(Location labeling records)
════════════════

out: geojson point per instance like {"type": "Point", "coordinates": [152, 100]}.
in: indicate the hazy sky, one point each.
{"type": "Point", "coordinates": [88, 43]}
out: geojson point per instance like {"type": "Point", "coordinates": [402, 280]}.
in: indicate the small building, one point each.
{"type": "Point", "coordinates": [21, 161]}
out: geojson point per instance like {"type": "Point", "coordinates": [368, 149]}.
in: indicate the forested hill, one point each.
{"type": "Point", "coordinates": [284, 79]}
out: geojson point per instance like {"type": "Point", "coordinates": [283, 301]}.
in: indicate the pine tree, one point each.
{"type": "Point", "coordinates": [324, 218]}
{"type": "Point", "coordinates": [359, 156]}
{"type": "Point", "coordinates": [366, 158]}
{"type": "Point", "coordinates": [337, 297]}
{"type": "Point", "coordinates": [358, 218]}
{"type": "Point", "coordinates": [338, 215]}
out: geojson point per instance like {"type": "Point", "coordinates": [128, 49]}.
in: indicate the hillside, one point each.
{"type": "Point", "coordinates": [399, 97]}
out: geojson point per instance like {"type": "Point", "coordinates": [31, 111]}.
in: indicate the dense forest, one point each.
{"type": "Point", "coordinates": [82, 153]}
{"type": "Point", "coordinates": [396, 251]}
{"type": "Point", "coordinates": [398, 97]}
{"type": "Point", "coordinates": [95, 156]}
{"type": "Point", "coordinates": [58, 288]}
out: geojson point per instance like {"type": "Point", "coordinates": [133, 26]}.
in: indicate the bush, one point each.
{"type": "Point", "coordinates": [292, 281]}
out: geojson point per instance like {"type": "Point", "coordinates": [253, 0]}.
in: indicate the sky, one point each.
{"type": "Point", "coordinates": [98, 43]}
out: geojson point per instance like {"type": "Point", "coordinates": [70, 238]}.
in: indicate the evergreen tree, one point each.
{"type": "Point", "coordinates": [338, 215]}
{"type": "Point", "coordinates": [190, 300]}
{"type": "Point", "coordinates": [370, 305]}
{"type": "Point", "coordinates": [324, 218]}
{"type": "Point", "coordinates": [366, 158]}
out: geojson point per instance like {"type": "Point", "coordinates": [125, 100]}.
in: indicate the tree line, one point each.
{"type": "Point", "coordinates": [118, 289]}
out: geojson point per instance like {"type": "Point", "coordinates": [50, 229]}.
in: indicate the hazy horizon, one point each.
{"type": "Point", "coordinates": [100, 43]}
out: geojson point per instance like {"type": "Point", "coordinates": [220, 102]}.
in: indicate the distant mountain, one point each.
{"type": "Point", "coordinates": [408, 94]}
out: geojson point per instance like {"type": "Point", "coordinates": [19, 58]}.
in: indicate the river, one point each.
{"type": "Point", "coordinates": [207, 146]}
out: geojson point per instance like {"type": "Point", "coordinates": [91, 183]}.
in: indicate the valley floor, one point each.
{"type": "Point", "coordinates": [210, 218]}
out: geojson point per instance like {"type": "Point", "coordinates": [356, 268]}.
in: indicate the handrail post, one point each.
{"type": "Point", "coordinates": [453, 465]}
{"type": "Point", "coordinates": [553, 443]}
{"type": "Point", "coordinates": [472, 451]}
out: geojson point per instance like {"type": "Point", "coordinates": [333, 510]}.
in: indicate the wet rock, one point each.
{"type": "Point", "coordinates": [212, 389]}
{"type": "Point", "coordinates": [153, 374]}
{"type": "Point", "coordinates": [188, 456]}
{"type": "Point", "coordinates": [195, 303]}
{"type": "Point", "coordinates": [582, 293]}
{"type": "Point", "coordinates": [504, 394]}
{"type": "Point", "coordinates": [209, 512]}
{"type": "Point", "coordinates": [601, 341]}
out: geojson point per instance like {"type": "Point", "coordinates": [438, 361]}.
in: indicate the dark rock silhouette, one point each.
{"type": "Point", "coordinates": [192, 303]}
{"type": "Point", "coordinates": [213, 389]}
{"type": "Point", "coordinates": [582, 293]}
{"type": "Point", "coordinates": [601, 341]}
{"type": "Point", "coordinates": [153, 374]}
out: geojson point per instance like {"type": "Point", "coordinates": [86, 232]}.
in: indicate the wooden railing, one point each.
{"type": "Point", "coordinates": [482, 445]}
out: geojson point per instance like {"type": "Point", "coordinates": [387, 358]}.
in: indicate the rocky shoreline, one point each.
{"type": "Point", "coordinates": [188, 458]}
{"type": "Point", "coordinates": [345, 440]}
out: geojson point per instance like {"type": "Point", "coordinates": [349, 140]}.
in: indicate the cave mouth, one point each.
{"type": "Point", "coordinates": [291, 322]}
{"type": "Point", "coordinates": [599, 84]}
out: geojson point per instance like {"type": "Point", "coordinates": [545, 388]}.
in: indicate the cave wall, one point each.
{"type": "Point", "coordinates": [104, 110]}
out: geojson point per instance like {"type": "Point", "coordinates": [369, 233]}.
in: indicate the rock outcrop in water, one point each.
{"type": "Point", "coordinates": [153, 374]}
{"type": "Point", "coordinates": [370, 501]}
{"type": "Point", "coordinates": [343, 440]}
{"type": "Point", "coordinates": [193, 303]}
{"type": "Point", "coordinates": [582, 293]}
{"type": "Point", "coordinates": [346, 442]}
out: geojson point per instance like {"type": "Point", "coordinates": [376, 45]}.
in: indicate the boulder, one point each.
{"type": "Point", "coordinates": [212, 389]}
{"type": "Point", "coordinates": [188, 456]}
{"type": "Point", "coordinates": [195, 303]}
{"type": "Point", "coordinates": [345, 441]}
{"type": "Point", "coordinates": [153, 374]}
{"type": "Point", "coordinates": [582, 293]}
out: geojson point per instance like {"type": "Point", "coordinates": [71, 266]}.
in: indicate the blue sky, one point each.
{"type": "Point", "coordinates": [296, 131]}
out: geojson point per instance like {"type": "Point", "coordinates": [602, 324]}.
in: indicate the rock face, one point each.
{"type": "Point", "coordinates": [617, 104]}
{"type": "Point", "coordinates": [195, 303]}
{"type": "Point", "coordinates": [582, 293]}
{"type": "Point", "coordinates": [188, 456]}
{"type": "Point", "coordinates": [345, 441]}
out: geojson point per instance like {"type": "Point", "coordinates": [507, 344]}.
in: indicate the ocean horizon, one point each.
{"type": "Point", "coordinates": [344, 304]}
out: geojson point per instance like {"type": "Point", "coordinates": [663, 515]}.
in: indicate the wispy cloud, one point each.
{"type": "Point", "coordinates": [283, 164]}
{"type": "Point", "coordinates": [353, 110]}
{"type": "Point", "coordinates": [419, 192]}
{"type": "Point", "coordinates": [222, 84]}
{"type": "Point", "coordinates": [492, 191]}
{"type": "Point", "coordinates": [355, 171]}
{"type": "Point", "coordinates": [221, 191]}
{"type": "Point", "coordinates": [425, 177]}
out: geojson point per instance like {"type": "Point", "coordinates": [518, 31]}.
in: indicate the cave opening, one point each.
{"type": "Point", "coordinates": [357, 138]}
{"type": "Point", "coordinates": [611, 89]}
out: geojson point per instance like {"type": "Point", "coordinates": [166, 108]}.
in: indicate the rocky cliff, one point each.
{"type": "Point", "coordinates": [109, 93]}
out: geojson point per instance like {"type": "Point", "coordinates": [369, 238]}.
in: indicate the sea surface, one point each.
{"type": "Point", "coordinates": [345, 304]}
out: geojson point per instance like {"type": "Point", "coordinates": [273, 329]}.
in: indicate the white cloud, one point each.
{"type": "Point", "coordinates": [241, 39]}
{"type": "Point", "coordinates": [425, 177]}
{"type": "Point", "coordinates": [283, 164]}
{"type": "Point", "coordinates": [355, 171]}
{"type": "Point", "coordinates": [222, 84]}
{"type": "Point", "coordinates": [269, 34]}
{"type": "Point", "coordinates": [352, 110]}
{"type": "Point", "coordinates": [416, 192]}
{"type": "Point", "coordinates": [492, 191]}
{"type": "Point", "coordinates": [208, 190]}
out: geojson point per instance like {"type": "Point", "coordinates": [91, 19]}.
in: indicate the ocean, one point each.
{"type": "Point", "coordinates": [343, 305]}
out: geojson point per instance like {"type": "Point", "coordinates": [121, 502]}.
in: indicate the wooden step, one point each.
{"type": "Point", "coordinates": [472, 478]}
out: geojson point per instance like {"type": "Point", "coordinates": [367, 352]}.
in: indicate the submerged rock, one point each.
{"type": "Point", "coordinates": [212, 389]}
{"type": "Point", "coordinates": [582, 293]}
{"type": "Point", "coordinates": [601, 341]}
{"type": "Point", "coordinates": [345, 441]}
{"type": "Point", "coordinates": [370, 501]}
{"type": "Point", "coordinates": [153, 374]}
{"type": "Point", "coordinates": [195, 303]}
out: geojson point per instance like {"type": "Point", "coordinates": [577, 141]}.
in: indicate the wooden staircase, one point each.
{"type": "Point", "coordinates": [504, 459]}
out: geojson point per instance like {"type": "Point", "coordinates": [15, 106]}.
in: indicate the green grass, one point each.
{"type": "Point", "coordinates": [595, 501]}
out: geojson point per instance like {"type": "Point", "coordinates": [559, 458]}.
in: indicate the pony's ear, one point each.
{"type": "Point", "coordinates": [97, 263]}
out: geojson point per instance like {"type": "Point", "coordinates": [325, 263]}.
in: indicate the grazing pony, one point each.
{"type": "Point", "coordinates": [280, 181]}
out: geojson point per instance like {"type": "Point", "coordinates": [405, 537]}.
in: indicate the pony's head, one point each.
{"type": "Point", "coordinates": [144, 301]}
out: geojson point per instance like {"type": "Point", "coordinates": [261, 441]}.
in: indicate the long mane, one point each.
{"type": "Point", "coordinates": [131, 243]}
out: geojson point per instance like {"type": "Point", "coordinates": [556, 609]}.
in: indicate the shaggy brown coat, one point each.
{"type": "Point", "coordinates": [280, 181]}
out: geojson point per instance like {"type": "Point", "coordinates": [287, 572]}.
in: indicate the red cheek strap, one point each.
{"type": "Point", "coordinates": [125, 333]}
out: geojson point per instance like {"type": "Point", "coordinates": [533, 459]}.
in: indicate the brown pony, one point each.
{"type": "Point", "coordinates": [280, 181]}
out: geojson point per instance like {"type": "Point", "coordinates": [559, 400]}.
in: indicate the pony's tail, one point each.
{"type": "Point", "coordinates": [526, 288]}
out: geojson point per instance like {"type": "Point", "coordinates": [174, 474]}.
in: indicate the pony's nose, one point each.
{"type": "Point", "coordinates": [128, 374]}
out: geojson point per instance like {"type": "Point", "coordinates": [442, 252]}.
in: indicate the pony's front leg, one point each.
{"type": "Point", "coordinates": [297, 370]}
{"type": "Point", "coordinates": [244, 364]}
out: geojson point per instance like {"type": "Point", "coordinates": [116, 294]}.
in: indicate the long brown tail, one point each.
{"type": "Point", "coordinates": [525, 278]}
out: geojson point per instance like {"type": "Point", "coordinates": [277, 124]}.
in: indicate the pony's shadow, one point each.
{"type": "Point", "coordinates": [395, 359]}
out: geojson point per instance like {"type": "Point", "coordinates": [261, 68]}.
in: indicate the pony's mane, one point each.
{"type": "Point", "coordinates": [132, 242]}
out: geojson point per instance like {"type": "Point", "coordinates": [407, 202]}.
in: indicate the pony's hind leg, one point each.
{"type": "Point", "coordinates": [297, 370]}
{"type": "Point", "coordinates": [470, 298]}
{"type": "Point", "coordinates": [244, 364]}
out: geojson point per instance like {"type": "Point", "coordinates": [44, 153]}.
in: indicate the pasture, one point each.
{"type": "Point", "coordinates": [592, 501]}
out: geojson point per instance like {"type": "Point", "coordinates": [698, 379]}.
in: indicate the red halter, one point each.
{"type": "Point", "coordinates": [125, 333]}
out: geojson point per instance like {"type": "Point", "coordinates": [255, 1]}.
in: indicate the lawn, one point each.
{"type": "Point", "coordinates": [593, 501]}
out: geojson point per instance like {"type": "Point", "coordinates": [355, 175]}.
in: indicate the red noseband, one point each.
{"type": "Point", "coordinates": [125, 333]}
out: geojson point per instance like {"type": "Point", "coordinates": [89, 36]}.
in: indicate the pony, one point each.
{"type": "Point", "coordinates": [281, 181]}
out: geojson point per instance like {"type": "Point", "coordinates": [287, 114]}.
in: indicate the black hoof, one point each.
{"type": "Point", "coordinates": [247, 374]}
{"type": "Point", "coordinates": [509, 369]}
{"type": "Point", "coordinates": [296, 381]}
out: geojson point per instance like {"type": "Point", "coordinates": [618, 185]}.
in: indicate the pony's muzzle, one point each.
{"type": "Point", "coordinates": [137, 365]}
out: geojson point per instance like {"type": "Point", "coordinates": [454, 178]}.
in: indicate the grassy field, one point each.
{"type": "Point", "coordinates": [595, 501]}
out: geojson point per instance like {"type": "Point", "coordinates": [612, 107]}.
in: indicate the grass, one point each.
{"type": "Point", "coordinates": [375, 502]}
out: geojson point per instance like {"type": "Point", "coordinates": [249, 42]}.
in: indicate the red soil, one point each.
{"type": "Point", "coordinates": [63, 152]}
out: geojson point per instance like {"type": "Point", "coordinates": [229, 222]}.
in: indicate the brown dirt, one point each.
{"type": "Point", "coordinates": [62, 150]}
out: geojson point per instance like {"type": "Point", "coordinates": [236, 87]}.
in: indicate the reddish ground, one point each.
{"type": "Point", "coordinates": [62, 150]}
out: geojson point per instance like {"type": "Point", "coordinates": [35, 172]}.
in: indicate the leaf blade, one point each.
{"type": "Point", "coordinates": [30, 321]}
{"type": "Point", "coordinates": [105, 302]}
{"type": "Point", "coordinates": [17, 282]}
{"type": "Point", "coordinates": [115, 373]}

════════════════

• **EXERCISE BRIEF**:
Locate every line in the rows above that holds the word "mane" and copy each one out.

• **EXERCISE RESULT**:
in: indicate the long mane, one point each.
in: indicate the pony's mane, one point each.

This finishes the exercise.